------ TEKS BACAAN ------

Jumat, 05 April 2013

Mengejar Skripsi “Sejauh-jauhnya skripsi itu dihindari, pasti akan mendekat juga”.




Wah, menyelesaikan skripsi tuh bener-bener perjuangan yah? Hihihi... Harusnya sih aku bisa menyelesaikannya 3 bulan kemarin, tapi...masih nihil!
Aku nih udah dianggap angkatan tua, and masih aja aktif di kampus jadi asisten. Padahal temen-temenku yang lain mungkin udah berkarya di luar sono. Kerjaan tiap hari ya gitu deehhh, rada kuli, enggak kenal waktu. Punya orang tua ya kurang diperhatikan.., punya temen ya jarang kumpul-kumpul lagi. Jadi workaholic gini ya? Pulang udah capek, and pagi kudu berangkat lagi enggak sempet ngurus hal lain. Ya mungkin emang manajemen waktuku saja yang kurang pas, menempatkan kerjaan sebagai prioritas utama.

Hmm, sekarang nih aku baru ngerasa ketar-ketir. Pasalnya, skripsiku yang dah sampe tahap analisis itu kayaknya sudah basi, jamuran, lumutan...diantara tumpukan buku-buku kuliahku. Sementara aku sadari betul bahwa aku harus segera menyelesaikan studiku, agar bisa segera melangkah ke hal lain yang lebih tinggi, berkarir dengan ijazah S1. Dan yang pasti orang tuaku sudah lama menantikan kapan aku lulus dan segera menikah, hahaha... Hal lain yang membuatku stres juga. Walau pacarku yang usianya terpaut jauh lebih tua dari aku memang sudah bekerja, tapi aku masih ingin menikmati hidup sebagai lajang.

------ CUPLIKAN DATA ------

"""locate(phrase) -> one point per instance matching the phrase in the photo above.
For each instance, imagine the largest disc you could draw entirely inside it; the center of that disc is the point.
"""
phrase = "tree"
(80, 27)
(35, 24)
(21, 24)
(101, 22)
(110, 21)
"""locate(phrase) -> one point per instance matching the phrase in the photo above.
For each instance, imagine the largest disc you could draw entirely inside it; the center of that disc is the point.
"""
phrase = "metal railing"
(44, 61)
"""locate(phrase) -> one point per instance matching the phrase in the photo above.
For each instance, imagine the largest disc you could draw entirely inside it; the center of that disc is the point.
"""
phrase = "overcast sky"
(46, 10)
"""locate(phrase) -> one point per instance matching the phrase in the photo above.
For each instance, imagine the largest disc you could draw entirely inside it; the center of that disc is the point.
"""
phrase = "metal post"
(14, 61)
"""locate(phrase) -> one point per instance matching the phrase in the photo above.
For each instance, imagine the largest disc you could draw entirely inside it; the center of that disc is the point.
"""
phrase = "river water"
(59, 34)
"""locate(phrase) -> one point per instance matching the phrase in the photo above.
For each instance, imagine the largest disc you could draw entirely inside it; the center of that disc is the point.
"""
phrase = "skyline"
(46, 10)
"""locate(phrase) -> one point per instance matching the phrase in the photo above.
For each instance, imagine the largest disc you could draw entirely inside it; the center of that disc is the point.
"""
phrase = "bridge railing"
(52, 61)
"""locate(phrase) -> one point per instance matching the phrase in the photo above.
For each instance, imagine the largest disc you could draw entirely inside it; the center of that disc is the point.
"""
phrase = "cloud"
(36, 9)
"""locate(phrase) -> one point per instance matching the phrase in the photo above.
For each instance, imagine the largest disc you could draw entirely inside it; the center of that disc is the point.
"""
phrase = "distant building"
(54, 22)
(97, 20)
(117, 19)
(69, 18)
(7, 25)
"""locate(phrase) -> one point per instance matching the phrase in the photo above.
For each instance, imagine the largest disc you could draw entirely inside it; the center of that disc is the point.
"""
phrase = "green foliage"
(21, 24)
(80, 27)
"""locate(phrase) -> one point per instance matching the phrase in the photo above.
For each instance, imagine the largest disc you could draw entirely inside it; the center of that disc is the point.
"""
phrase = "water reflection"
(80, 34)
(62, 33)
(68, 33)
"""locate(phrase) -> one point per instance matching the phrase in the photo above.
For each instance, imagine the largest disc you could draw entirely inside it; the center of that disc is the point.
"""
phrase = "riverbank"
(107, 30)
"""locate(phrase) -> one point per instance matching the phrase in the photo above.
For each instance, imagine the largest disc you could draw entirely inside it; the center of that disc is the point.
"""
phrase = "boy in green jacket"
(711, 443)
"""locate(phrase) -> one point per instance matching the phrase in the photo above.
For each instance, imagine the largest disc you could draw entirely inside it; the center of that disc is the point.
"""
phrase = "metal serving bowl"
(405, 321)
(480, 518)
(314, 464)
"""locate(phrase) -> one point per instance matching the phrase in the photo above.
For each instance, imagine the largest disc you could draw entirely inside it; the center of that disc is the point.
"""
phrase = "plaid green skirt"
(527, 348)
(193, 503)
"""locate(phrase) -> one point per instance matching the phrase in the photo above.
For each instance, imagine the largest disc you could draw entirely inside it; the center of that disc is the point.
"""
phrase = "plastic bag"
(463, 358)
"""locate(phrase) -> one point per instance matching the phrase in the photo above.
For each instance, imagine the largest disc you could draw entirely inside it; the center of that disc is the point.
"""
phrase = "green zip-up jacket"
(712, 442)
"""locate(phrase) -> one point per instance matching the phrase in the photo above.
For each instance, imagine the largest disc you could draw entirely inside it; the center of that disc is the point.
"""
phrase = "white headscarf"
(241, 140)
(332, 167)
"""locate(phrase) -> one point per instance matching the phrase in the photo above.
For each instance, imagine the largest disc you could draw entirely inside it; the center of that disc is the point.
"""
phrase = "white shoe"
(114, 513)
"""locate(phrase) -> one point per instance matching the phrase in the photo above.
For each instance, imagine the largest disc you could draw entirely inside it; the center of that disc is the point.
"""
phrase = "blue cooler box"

------

### DAFTAR TUGAS:
1 > Tentukan apakah setiap pernyataan berikut sesuai dengan tulisan tentang skripsi. Jawab ya atau tidak, lalu kutip kata-kata penentunya dari tulisan itu. (a) Penulis masih aktif di kampus sebagai asisten. (b) Skripsi penulis sudah sampai pada tahap analisis. (c) Pacar penulis berusia lebih muda daripada penulis.
2 > Menurut tulisan tentang skripsi, apa yang sudah lama dinantikan orang tua penulis?
3 > Lanjutkan tulisan tentang skripsi, dimulai sesudah kalimat terakhirnya.

### JAWABAN TUGAS:
1 >
(a) Ya: "masih aja aktif di kampus jadi asisten"
(b) Ya: "skripsiku yang dah sampe tahap analisis"
(c) Tidak: "pacarku yang usianya terpaut jauh lebih tua dari aku"

2 > Orang tua penulis sudah lama menantikan kapan penulis lulus dan segera menikah.

3 >
Mungkin memang ini kali ya tantangan buat aku untuk segera menyelesaikan skripsi. Bahkan mungkin karena saking sudah lama tidak kusentuh, aku harus mengulanginya dari awal. It's okay, aku yakin pasti bisa menyelesaikannya. Ups, pede banget ya! Padahal pagi ini tanganku gemetaran lho. Bukan karena kedinginan diruang ber-AC atau juga karena buyutan, hehehe, tapi karena segala perencanaan dan target yang ingin kucapai berputar terus dikepalaku. Aku memang sempat drop beberapa waktu lalu, semangat hidupku pudar hanya karena masa lalu yang tidak penting. Kini aku harus mencoba melangkah lagi dari awal. Ya semoga saja, semangat dan optimis-ku ini bisa terus membara,hihihi kayak obor olimpiade!
Skripsi bukanlah tugas kelompok, sekalipun itu bekerja dalam sebuah penelitian berkelompok, pada akhirnya skripsi itu tugas individu. Sama halnya dengan hidup. Kehidupan ini memang bersosial bersama orang lain, namun pada akhirnya, kematian itu seorang diri.
Mungkin terlalu hiperbolis menganalogikan skripsi dengan hidup. Tapi inilah kenyataannya, karena skripsi merupakan bagian dari hidup. Banyak pelajaran dan pengalaman yang bisa diambil dari mata kuliah skripsi, diantaranya yaitu pendewasaan.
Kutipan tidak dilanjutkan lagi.